Task requirements:
Restate each entry word for word, leaving nothing out.

Working data:
****************************************
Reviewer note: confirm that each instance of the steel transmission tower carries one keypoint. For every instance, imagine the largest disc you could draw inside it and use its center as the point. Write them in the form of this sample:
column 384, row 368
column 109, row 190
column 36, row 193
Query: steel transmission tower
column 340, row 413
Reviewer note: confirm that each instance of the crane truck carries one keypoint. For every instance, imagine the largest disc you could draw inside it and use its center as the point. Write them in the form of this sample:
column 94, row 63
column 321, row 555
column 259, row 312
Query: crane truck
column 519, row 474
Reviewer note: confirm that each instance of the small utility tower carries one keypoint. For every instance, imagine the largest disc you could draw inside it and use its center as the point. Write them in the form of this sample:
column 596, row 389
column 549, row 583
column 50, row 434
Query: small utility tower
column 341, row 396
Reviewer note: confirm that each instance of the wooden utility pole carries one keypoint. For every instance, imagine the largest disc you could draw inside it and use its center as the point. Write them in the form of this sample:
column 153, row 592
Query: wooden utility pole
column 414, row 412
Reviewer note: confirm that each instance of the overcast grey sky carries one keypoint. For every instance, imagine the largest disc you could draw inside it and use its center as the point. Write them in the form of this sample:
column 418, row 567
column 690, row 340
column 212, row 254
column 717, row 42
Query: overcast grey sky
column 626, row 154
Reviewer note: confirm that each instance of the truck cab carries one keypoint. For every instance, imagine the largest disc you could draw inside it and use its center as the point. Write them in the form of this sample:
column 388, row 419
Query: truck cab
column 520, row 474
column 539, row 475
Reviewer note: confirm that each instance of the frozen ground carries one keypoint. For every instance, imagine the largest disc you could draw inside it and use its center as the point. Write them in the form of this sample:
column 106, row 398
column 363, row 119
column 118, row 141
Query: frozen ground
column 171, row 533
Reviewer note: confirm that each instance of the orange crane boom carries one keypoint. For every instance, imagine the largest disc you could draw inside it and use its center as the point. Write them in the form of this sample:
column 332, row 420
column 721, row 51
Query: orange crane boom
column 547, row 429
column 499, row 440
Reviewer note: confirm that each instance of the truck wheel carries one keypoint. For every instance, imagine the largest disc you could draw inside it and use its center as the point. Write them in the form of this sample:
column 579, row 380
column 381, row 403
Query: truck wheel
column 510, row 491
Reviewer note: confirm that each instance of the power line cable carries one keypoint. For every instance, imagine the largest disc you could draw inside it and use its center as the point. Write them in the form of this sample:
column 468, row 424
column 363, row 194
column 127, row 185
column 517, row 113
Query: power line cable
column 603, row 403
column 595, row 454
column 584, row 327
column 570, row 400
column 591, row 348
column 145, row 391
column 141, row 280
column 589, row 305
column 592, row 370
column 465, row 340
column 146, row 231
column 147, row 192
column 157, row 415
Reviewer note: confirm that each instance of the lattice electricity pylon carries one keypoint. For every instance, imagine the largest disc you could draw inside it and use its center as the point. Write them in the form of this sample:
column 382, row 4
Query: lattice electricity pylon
****************************************
Answer to the exercise:
Reviewer note: confirm that each instance of the steel transmission tower carries one keypoint. For every instance, imagine the largest disc you could draw inside it and use its center as the point. Write them in the form of this sample:
column 384, row 368
column 109, row 190
column 36, row 193
Query: steel transmission tower
column 340, row 413
Reviewer note: confirm that each instance of the crane truck carries one keypoint. For every instance, imagine the largest disc you could draw inside it and use its center as the point. Write them in the form of this sample:
column 94, row 63
column 321, row 555
column 259, row 312
Query: crane truck
column 519, row 474
Reviewer note: confirm that each instance of the small utility tower carries one keypoint. For every instance, imagine the largest disc you could draw inside it and use its center as the point. Write them in the form of this sample:
column 596, row 389
column 549, row 583
column 50, row 434
Query: small utility tower
column 341, row 396
Reviewer note: confirm that each instance of the wooden utility pole carries one keypoint. For every instance, imagine the largest disc you could draw inside it and use its center as the point. Write them in the form of this sample:
column 153, row 592
Query: wooden utility pole
column 414, row 412
Reviewer note: confirm that each instance of the overcast grey sky carries one keypoint. For every instance, imagine the largest disc you could draw inside it and use its center as the point. Write them in the form of this sample:
column 418, row 567
column 690, row 340
column 212, row 254
column 717, row 42
Query: overcast grey sky
column 626, row 154
Reviewer note: confirm that each instance of the truck cab carries one keypoint. For every instance, imagine the largest disc you could draw inside it and use its center as the point. Write them in the form of this sample:
column 388, row 419
Query: truck cab
column 520, row 474
column 539, row 475
Reviewer note: confirm that each instance of the frozen ground carries one keypoint. For every instance, imagine the largest disc you could draw inside it and use its center as the point. Write them in the form of this sample:
column 106, row 398
column 363, row 119
column 118, row 141
Query: frozen ground
column 171, row 533
Reviewer note: confirm that each instance of the orange crane boom carries one keypoint. For every instance, imagine the largest disc you could draw inside it and use its center as the point. Write them in the form of this sample:
column 332, row 420
column 721, row 51
Query: orange crane boom
column 547, row 429
column 499, row 440
Reviewer note: confirm that each instance of the truck wheel carries one keypoint. For every instance, imagine the largest disc you could draw inside it and use its center as the point. Write them in the form of this sample:
column 579, row 380
column 381, row 403
Query: truck wheel
column 510, row 491
Reviewer note: confirm that each instance of the power line cable carries one keypoint. For every instance, imagine the largest disc you could draw inside it and use its center as the point. Write them in the form of this sample:
column 468, row 424
column 363, row 194
column 127, row 185
column 517, row 113
Query: power line cable
column 603, row 403
column 595, row 454
column 584, row 327
column 570, row 400
column 591, row 348
column 145, row 391
column 141, row 280
column 589, row 305
column 592, row 370
column 465, row 340
column 146, row 231
column 147, row 192
column 157, row 415
Reviewer note: confirm that each instance of the lattice electricity pylon carries one keypoint. For every instance, imagine the largest disc you could draw inside it and use its center as the point. Write them in the form of this sample:
column 382, row 4
Query: lattice electricity pylon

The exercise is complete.